- [Extrait du document]:
*-*-*

La greffière La conseillère, faisant fonction de présidente,
DE
VERSAILLES
Code nac : 88G
Ch.protection sociale 4-7
ARRET N°
CONTRADICTOIRE
DU 11 SEPTEMBRE 2025
N° RG 24/02984 - N° Portalis DBV3-V-B7I-WZ5J
AFFAIRE :
S.A.R.L. [4]
C/
[8]
Décision déférée à la cour : Jugement rendu le 04 Décembre 2020 par le pôle social du tribunal judiciaire de NANTERRE
N° RG : 16/01310
Copies exécutoires délivrées à :
Me Stéphanie ARENA
[8]
Copies certifiées conformes délivrées à :
S.A.R.L. [4]
[8]
le :
RÉPUBLIQUE FRANÇAISE
AU NOM DU PEUPLE FRANÇAIS
LE ONZE SEPTEMBRE DEUX MILLE VINGT CINQ,
La cour d'appel de Versailles, a rendu l'arrêt suivant dans l'affaire entre :
S.A.R.L. [4]
[Adresse 1]
[Localité 2]
représentée par Me Stéphanie ARENA de la SELEURL ARENA AVOCAT, avocat au barreau de VERSAILLES, vestiaire : 637
APPELANTE
****************
[8]
Département des contentieux amiables et judiciares
[Adresse 7]
[Localité 3]
représentée par M. [Y] [C] (Représentant légal) en vertu d'un pouvoir général
INTIMEE
****************
Composition de la cour :
En application des dispositions de l'article 945-1 du code de procédure civile, l'affaire a été débattue le 04 Juin 2025, en audience publique, les parties ne s'y étant pas opposées, devant Madame Julie MOUTY-TARDIEU, Conseillère, chargée d'instruire l'affaire.
Cette magistrate a rendu compte des plaidoiries dans le délibéré de la cour, composée de :
Madame Marie-Bénédicte JACQUET, conseillère faisant fonction de présidente,
Madame Julie MOUTY-TARDIEU, Conseillère,
Madame Charlotte MASQUART, conseillère,
Greffière, lors des débats et du prononcé : Madame Mélissa ESCARPIT,
EXPOSÉ DU LITIGE
A la suite d'un contrôle réalisé le 13 avril 2015 par l'URSSAF dans les locaux de la société [4], qui exerce une activité de restauration rapide, il a été établi le 9 septembre 2015 un procès-verbal relevant du travail dissimulé.
Le même jour, l'URSSAF a adressé à la société une lettre d'observations aux termes de laquelle il était envisagé de procéder à un redressement pour travail dissimulé pour un montant total de 62 302 euros pour la période du 5 octobre 2012 au 31 décembre 2014.
La société [4] a saisi la commission de recours amiable puis le tribunal judiciaire de Nanterre qui, par un jugement du 4 décembre 2020 a :
Rejeté le recours de la société [4],
Condamné la société [4] à payer à l'URSSAF la somme de 83 489 euros pour la période du 5 octobre 2012 au 31 décembre 2014,
Condamné la société à payer les dépens de l'instance.
La société [4] a fait appel le 15 janvier 2021. Les parties ont été convoquées à l'audience du 16 mars 2022 lors de laquelle l'affaire a été radiée.

*-*-*

- [Données enregistrées]:
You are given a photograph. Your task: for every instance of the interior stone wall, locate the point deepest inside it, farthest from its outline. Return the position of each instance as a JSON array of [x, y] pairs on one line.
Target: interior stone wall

*-*-*

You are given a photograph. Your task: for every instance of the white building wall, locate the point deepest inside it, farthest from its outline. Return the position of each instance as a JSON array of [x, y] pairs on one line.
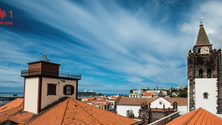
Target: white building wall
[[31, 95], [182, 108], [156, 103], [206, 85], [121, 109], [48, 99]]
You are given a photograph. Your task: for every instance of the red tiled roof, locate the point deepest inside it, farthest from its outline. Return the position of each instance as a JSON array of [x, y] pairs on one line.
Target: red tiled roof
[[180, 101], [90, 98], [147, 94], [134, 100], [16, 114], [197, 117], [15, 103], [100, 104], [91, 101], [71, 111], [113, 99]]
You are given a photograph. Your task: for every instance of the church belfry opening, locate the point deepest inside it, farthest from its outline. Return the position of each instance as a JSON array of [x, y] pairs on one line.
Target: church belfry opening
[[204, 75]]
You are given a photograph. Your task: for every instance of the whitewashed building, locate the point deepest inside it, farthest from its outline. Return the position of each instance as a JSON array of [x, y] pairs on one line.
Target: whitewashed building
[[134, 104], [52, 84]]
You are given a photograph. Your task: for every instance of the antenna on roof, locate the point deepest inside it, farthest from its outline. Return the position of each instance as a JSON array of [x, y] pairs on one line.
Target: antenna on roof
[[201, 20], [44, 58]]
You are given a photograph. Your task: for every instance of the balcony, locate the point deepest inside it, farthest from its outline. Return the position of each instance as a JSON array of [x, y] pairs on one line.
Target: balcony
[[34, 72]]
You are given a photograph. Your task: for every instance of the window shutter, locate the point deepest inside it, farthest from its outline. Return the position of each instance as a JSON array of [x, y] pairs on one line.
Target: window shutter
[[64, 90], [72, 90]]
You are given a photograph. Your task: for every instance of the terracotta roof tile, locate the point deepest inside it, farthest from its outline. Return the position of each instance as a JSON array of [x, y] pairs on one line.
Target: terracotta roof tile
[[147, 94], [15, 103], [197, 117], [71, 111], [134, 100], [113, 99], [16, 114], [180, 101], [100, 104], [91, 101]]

*-*-*

- [Consigne écrite]:
Citez mot pour mot le passage de l'arrêt de la cour d'appel qui va de « Le même jour, l'URSSAF » jusqu'à « 31 décembre 2014. » inclus.

- [Résultat attendu]:
Le même jour, l'URSSAF a adressé à la société une lettre d'observations aux termes de laquelle il était envisagé de procéder à un redressement pour travail dissimulé pour un montant total de 62 302 euros pour la période du 5 octobre 2012 au 31 décembre 2014.